> **PASSAGE GIVEN**
----
3D Multimedia

Analytics, Search and Generation




In Conjunction with ICME 2025

June 30 - July 4, Nantes, France

News !

  • Jan 10, 2025:   The website is coming. Call for papers.





Overview


   Today, ubiquitous multimedia sensors and large-scale computing infrastructures are producing at a rapid velocity of 3D multi-modality data, such as 3D point cloud acquired with LIDAR sensors, RGB-D videos recorded by Kinect cameras, meshes of varying topology, and volumetric data. 3D multimedia combines different content forms such as text, audio, images, and video with 3D information, which can perceive the world better since the real world is 3-dimensional instead of 2-dimensional. For example, the robots can manipulate objects successfully by recognizing the object via RGB frames and perceiving the object size via point cloud. Researchers have strived to push the limits of 3D multimedia search and generation in various applications, such as autonomous driving, robotic visual navigation, smart industrial manufacturing, logistics distribution, and logistics picking. The 3D multimedia (e.g., the videos and point cloud) can also help the agents to grasp, move and place the packages automatically in logistics picking systems. Therefore, 3D multimedia analytics is one of the fundamental problems in multimedia understanding. Different from 3D vision, 3D multimedia analytics mainly concentrate on fusing the 3D content with other media. It is a very challenging problem that involves multiple tasks such as human 3D mesh recovery and analysis, 3D shapes and scenes generation from real-world data, 3D virtual talking head, 3D multimedia classification and retrieval, 3D semantic segmentation, 3D object detection and tracking, 3D multimedia scene understanding, and so on. Therefore, the purpose of this workshop is to: 1) bring together the state-of-the-art research on 3D multimedia analysis; 2) call for a coordinated effort to understand the opportunities and challenges emerging in 3D multimedia analysis; 3) identify key tasks and evaluate the state-of-the-art methods; 4) showcase innovative methodologies and ideas; 5) introduce interesting real-world 3D multimedia analysis systems or applications; and 6) propose new real-world or simulated datasets and discuss future directions. We solicit original contributions in all fields of 3D multimedia analysis that explore the multi-modality data to generate the strong 3D data representation. We believe this workshop will offer a timely collection of research updates to benefit researchers and practitioners in the broad multimedia communities.
----
(Stored items)
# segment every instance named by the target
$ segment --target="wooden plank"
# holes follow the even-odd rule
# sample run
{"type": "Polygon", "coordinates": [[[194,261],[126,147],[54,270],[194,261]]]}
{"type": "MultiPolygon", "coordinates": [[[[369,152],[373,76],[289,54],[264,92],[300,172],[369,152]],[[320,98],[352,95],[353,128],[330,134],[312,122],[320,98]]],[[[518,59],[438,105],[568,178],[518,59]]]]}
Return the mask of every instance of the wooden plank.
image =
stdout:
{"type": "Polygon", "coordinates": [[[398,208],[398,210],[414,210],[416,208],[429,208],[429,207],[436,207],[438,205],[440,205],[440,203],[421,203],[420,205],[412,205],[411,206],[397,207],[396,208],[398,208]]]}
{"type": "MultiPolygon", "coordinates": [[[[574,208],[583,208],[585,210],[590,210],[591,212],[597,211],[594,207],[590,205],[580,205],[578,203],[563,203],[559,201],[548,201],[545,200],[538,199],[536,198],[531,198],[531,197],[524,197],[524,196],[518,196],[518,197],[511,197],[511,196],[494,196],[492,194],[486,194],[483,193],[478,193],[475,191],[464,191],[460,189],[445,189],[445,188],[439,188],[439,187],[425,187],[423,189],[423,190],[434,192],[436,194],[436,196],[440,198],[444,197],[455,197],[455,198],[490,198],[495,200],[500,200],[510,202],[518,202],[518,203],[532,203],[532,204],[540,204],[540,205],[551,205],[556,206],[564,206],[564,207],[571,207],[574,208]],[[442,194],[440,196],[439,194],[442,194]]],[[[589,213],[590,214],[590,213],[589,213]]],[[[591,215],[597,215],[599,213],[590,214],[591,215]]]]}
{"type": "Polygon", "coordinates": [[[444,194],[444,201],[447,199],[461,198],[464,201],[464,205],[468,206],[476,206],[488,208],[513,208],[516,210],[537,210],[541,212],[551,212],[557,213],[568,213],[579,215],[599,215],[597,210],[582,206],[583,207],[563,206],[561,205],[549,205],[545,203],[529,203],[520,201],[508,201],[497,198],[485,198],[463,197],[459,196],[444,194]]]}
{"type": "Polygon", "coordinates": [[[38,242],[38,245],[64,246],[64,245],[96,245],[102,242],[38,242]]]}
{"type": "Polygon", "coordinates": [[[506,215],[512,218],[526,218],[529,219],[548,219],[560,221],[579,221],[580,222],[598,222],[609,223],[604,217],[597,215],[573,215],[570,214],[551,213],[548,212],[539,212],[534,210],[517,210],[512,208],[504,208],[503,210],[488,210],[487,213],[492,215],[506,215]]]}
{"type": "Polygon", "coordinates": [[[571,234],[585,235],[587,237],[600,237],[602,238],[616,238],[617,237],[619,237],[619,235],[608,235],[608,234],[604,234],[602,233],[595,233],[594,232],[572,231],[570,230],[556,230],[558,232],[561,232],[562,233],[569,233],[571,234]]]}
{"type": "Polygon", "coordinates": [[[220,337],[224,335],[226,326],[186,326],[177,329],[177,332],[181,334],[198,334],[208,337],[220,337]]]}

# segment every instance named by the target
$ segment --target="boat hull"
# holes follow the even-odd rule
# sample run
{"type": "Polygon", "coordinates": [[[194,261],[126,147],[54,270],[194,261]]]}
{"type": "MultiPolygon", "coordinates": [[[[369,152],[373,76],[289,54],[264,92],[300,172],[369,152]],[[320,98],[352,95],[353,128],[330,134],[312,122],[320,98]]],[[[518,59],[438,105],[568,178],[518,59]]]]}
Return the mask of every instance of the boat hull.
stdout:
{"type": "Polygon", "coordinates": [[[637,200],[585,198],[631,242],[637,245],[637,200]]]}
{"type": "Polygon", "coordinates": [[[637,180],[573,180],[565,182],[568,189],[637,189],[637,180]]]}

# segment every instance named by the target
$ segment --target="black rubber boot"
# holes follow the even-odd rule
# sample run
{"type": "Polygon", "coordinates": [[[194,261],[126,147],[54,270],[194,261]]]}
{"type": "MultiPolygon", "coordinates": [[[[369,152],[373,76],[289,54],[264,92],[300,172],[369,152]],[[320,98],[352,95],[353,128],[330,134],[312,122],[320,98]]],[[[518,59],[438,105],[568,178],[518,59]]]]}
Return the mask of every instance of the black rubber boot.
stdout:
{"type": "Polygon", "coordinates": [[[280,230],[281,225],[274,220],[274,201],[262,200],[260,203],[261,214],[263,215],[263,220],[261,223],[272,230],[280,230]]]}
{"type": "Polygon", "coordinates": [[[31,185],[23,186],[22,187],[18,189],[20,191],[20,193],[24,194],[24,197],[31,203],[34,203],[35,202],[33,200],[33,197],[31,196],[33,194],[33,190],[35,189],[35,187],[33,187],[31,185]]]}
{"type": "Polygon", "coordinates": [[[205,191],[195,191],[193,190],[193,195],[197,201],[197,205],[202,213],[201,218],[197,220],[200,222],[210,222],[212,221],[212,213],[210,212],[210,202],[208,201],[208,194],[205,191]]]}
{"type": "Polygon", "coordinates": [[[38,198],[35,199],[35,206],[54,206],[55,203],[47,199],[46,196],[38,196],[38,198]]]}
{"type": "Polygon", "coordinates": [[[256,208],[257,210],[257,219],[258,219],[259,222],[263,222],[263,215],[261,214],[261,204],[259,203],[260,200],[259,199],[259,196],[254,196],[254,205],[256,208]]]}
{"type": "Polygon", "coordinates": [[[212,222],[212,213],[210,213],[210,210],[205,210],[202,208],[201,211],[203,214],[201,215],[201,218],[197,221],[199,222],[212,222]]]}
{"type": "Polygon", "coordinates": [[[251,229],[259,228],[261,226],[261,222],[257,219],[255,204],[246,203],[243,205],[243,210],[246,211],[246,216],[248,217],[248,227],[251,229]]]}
----
> **TASKS TO CARRY OUT**
• 1. Copy the workshop text word for word, everything from "Analytics, Search and" down to "Call for papers.".
• 2. Write the next part of the 3D multimedia workshop text, starting after its last sentence.

> **TASK-BY-TASK ANSWERS**
• 1.
Analytics, Search and Generation




In Conjunction with ICME 2025

June 30 - July 4, Nantes, France

News !

  • Jan 10, 2025:   The website is coming. Call for papers.

• 2.
Call for papers

   We invite submissions for ICME 2025 Workshop, 3D Multimedia Analytics, Search and Generation (3DMM2025), which brings researchers together to discuss robust, interpretable, and responsible technologies for 3D multimedia analysis. We solicit original research and survey papers that must be no longer than 6 pages (including all text, figures, and references). Each submitted paper will be peer-reviewed by at least three reviewers. All accepted papers will be presented as either oral or poster presentations, with the best paper award. Papers that violate anonymity, do not use the ICME submission template will be rejected without review. By submitting a manuscript to this workshop, the authors acknowledge that no paper substantially similar in content has been submitted to another workshop or conference during the review period. Authors should prepare their manuscript according to the Guide for Authors of ICME. For detailed instructions, see here. Submission address is here.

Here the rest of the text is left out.